PROBLEM TO SOLVE
Copy the records below verbatim, from the line containing "Spot the gabled roof." through the end of the records, both ends included.

DATA PROVIDED
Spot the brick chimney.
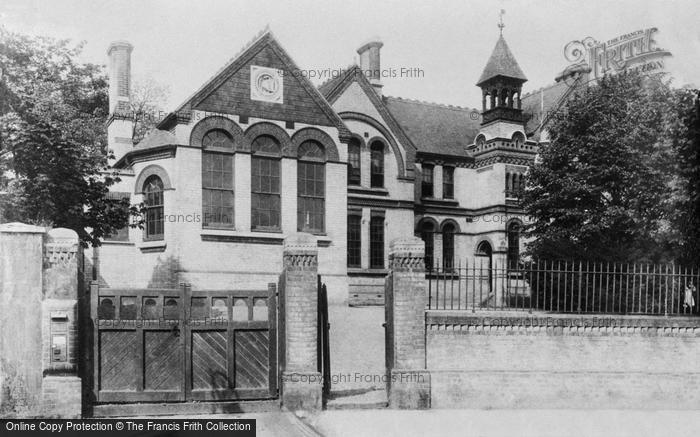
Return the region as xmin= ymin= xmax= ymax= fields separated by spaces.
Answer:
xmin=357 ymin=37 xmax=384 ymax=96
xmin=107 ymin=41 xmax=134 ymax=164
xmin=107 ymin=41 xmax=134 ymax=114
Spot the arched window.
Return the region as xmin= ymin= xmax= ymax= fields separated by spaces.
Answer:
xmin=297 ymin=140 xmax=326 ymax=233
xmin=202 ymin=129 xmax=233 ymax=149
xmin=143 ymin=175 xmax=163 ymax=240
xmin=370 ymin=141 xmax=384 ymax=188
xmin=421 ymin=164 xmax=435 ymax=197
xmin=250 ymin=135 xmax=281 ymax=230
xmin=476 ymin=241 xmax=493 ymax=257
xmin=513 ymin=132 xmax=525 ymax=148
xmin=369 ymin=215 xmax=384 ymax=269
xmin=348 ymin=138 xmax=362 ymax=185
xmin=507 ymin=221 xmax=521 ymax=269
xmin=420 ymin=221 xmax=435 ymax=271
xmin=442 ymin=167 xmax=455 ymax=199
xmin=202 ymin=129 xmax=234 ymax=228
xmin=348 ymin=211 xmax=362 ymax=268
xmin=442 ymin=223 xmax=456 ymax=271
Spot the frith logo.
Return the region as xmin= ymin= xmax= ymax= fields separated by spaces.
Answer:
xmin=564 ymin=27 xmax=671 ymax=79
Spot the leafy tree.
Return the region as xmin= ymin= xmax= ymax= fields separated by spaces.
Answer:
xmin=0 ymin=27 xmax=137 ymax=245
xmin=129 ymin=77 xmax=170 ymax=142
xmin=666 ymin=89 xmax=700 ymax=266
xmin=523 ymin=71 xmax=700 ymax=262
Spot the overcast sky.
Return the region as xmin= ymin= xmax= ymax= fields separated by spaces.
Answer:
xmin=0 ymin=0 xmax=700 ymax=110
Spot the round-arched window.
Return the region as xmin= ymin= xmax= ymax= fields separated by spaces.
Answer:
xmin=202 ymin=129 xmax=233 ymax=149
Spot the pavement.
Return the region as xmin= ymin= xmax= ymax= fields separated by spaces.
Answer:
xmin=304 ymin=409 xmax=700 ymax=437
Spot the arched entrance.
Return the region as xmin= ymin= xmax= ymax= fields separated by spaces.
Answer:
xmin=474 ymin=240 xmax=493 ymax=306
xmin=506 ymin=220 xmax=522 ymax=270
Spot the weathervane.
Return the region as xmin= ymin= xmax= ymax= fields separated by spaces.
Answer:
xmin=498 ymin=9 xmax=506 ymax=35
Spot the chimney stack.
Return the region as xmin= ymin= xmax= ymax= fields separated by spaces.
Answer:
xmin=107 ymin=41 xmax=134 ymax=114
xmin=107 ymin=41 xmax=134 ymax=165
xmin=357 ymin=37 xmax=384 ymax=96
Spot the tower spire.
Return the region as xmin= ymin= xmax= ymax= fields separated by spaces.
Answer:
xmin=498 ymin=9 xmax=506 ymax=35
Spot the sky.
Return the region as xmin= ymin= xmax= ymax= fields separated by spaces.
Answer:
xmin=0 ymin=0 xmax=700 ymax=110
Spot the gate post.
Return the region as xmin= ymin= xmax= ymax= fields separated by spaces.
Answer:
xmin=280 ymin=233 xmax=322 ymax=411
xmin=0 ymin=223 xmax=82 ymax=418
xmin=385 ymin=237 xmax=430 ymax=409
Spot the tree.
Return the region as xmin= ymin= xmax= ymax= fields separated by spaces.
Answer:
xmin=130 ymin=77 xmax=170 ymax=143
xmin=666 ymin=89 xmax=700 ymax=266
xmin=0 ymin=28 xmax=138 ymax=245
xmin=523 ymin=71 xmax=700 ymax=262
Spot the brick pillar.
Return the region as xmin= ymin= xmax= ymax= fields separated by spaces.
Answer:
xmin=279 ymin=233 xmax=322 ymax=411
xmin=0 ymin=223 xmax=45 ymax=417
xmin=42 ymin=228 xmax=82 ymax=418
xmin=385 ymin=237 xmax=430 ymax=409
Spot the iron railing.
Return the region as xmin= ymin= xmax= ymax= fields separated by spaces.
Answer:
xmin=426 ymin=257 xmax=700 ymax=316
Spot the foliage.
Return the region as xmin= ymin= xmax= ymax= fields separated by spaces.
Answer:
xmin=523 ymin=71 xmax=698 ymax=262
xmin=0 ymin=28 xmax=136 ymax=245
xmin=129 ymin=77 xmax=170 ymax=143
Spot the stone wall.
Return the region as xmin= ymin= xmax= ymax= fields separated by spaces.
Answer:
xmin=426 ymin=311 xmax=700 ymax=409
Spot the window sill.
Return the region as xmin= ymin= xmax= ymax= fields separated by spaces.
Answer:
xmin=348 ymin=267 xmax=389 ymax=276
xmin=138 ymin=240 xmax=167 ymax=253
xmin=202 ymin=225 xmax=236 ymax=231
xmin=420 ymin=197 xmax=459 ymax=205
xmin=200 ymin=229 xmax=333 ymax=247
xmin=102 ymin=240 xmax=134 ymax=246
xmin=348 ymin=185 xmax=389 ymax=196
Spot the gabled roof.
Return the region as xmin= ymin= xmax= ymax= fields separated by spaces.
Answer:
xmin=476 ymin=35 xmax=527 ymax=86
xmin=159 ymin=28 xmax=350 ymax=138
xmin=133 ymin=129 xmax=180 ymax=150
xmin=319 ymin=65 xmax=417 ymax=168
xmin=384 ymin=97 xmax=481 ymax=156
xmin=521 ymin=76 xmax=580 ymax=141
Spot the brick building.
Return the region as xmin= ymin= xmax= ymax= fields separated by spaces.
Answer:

THE RESULT
Spot the gabled roof.
Return the region as xmin= ymin= xmax= ymax= fields separated by spaces.
Answer:
xmin=476 ymin=35 xmax=527 ymax=86
xmin=159 ymin=28 xmax=350 ymax=138
xmin=133 ymin=129 xmax=180 ymax=150
xmin=319 ymin=65 xmax=417 ymax=168
xmin=384 ymin=97 xmax=481 ymax=156
xmin=521 ymin=76 xmax=580 ymax=141
Spot the brick building.
Return the region as xmin= ymin= xmax= ymax= fields separated by spaces.
Answer:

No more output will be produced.